- Texte à lire
......
MENDELSSOHN-BARTHOLDY FELIX (1809-1847)
Tenu de son vivant pour le successeur de Beethoven, Mendelssohn occupe aujourd'hui une place plus modeste dans l'histoire de la musique que celle de son illustre devancier. Pour les uns, il est un classique attardé, trop amoureux de la forme en un temps où le sentiment veut s'épancher sans contraintes ; pour d'autres, un sage initiateur du romantisme à la suite du grand symphoniste, quoique autrement que lui. Le romantisme lumineux du Songe d'une nuit d'été que n'assombrit pas la passion ignore tout autant les affrontements angoissés d'Eusébius et Florestan que les grondements hugoliens ou les rivages obsédants de la Fantastique. Il est mal porté d'être heureux au siècle d'Hernani. Est-ce une raison pour lui reprocher on ne sait quel manque de profondeur, comme si la fortune et le succès qui accompagnèrent fidèlement sa trop courte carrière en étaient le motif ? Mozart, à qui aussi il fut comparé – et par Wagner ! –, écrivit, dans la misère, des pages sereines, et l'heur, bon ou mauvais, ne fut jamais un sûr critère pour apprécier sainement Couperin ou Bach, Boulez ou Stravinski. Le musicien du Concerto pour violon, de l'Octuor et d'Elias « représente d'une manière irremplaçable un moment de la sensibilité européenne du xixe siècle » (Dorel Handman).
......
- À faire
D'après le texte sur Mendelssohn, pour qui le compositeur passait-il de son vivant ? Ces données viennent d'une autre source.

- Extrait de source
......
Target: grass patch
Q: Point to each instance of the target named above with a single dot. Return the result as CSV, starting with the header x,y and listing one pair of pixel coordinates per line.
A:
......
- Résultat attendu
Pour le successeur de Beethoven.